--- Begin ---

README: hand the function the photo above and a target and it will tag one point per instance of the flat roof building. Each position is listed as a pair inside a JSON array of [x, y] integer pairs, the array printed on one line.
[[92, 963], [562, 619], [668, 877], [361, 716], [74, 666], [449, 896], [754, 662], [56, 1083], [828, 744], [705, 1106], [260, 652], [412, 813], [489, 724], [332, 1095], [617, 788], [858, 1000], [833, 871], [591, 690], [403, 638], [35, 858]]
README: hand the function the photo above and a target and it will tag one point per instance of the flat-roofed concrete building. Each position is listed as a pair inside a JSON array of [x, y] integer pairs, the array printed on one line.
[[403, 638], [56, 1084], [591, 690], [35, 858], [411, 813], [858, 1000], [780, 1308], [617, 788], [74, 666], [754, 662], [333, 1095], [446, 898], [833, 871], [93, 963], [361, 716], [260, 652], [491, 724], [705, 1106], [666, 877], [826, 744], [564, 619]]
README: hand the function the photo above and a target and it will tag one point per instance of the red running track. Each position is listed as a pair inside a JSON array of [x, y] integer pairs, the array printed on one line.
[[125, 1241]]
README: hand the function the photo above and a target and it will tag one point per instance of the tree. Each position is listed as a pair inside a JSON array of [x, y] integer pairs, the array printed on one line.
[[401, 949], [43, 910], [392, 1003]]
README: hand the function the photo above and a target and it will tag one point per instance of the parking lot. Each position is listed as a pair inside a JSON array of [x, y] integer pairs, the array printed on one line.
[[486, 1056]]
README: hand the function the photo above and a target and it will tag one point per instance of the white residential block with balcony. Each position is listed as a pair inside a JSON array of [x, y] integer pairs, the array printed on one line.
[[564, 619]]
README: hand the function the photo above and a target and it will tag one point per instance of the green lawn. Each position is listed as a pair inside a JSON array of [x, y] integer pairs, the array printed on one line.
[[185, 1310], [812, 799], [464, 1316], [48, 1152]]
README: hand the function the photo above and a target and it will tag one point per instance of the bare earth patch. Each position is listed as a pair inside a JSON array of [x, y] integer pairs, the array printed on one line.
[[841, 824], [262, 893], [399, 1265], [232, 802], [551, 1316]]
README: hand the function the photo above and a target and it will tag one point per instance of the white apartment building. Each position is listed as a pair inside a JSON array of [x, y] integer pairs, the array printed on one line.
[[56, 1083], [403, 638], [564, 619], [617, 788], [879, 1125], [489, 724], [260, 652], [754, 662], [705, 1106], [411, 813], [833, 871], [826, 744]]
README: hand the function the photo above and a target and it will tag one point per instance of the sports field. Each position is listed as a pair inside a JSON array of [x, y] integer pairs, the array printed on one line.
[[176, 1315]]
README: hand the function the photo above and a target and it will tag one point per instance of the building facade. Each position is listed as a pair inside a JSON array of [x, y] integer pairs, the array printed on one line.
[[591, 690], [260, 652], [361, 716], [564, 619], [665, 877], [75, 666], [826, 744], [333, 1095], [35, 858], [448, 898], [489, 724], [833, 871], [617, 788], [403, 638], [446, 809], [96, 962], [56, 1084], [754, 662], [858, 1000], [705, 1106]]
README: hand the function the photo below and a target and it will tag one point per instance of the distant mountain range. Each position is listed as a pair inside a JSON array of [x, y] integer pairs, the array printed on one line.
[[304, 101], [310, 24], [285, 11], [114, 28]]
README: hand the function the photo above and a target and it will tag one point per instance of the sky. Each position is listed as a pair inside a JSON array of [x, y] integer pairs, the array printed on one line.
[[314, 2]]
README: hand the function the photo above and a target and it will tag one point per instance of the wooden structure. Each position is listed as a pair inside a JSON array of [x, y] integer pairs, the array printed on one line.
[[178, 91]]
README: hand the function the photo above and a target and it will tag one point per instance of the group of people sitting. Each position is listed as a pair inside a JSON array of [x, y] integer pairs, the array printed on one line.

--- End ---

- **Exercise objective**
Reproduce all of the rows above word for word, leaving every character unchanged.

- **Exercise response**
README: hand the function the photo above and a target and it will tag one point per instance of the flat roof building. Each position is listed as a pair inside a JSON array of [x, y] integer pairs, the array printed on one line.
[[92, 963], [562, 619], [668, 877], [361, 716], [74, 666], [449, 896], [754, 662], [56, 1083], [828, 744], [705, 1106], [260, 652], [412, 813], [489, 724], [332, 1095], [617, 788], [858, 1000], [833, 871], [591, 690], [403, 638], [35, 858]]
README: hand the function the photo above and a target and it will tag one point per instance of the flat-roofed concrete building. Each position is listed as a pair inside a JSON array of [x, y] integer pairs, the array printed on one line.
[[403, 638], [56, 1084], [591, 690], [35, 858], [411, 813], [858, 1000], [780, 1308], [617, 788], [74, 666], [754, 662], [333, 1095], [446, 898], [833, 871], [93, 963], [361, 716], [260, 652], [491, 724], [705, 1106], [666, 877], [826, 744], [564, 619]]
README: hand the function the photo above and a target and it will tag one point per instance of the red running track. Each position is listed as a pair inside a JSON array of [x, y] integer pairs, the array printed on one line.
[[125, 1241]]
README: hand the function the photo above and a target and it will tag one point per instance of the tree. Each position is listed as a pair inside a JSON array of [x, y] integer pairs, the array printed on one line.
[[401, 949], [43, 910], [392, 1003]]
README: hand the function the photo above and a target and it will tag one point per instance of the parking lot. Each position is listed as a pair inside a JSON array of [x, y] integer pairs, the array printed on one line.
[[486, 1056]]
README: hand the function the photo above and a target and it will tag one point per instance of the white residential block with balcony. Each position is listed as a pair inside a JSON array of [x, y] integer pairs, the array printed on one line.
[[564, 619]]
README: hand the function the photo above and a target and it will tag one point per instance of the green lawn. Each position is listed as a pair inside a JSON array of [x, y] integer pairs, the array printed on one line.
[[185, 1310], [812, 799], [464, 1316], [48, 1152]]
README: hand the function the photo above and a target and it will tag one point per instance of the bare earth patch. Each position is listed as a pair inside a JSON array of [x, y] integer pairs, the array printed on one line.
[[841, 824], [262, 893], [399, 1265], [232, 802], [551, 1316]]
README: hand the function the photo above and a target and it will tag one point per instance of the white apartment building. Each position is listed as a pair inside a JSON array of [x, y] integer pairs, the array printed on one line.
[[56, 1083], [403, 638], [564, 619], [617, 788], [879, 1125], [489, 724], [260, 652], [754, 662], [705, 1106], [411, 813], [833, 871], [826, 744]]
README: hand the function the photo above and a target and it will tag one point per instance of the sports field. Each position is listed as a pair inside a JSON array of [x, y] integer pairs, the array printed on one line.
[[176, 1315]]
README: hand the function the photo above and a target and it will tag one point per instance of the building facade. Each position is listed as a pair inside a JSON array of [x, y] integer pairs, the array printed on one line.
[[591, 690], [260, 652], [361, 716], [564, 619], [665, 877], [75, 666], [826, 744], [333, 1095], [35, 858], [448, 898], [489, 724], [833, 871], [617, 788], [403, 638], [446, 809], [96, 962], [56, 1084], [754, 662], [858, 1000], [705, 1106]]
README: hand the function the photo below and a target and it will tag one point per instance of the distant mountain range. Each position is listed as a pair inside a JSON array of [x, y] integer pairs, the array printed on one line.
[[304, 101], [310, 24], [285, 11], [114, 28]]
README: hand the function the photo above and a target and it will tag one point per instance of the sky. Each position is listed as a pair inside a JSON array of [x, y] integer pairs, the array printed on one line.
[[314, 2]]
README: hand the function the photo above and a target and it will tag one point per instance of the wooden structure. Each position is listed as a pair inside a JSON array of [x, y] integer pairs, the array printed on one line.
[[178, 91]]
README: hand the function the photo above and a target and it will tag one point per instance of the group of people sitting. Each position is listed as a pair inside a JSON array of [x, y] integer pairs, the array printed on one line.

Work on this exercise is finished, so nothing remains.